§ **Reading passage**
==============================

Materials and Methods

Participants

Males aged 18–35 (n = 43) were recruited from the University of Chicago campus and compensated with course credit or payment for their participation in the study. Participants were not screened for current health status, but were instructed to avoid alcohol for 12 h prior and nicotine for 1 h prior to participation. Heart rate and RSA were within normative range for this population (Byrne et al., 1996). Participants’ written informed consent was obtained, and this study was approved by the Institutional Review Board at the University of Chicago. Three subjects were dropped from analysis due to equipment problems, leaving 40 participants, 20 each randomly assigned to control or experimental conditions.

==============================

§ **Assignment**
Rewrite the methods passage between "Males aged 18–35" and "or experimental conditions.", inclusive, substituting "enlisted" for "recruited" throughout.

==============================

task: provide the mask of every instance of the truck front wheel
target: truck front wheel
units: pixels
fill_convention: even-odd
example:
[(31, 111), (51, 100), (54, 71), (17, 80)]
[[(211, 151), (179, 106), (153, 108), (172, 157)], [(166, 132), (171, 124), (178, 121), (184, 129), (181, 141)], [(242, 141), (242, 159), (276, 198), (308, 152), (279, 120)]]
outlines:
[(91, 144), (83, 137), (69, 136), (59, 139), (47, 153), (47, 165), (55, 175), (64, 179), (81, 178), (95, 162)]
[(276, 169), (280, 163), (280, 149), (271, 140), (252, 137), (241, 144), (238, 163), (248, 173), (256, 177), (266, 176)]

==============================

§ **Task response**
Males aged 18–35 (n = 43) were enlisted from the University of Chicago campus and compensated with course credit or payment for their participation in the study. Participants were not screened for current health status, but were instructed to avoid alcohol for 12 h prior and nicotine for 1 h prior to participation. Heart rate and RSA were within normative range for this population (Byrne et al., 1996). Participants’ written informed consent was obtained, and this study was approved by the Institutional Review Board at the University of Chicago. Three subjects were dropped from analysis due to equipment problems, leaving 40 participants, 20 each randomly assigned to control or experimental conditions.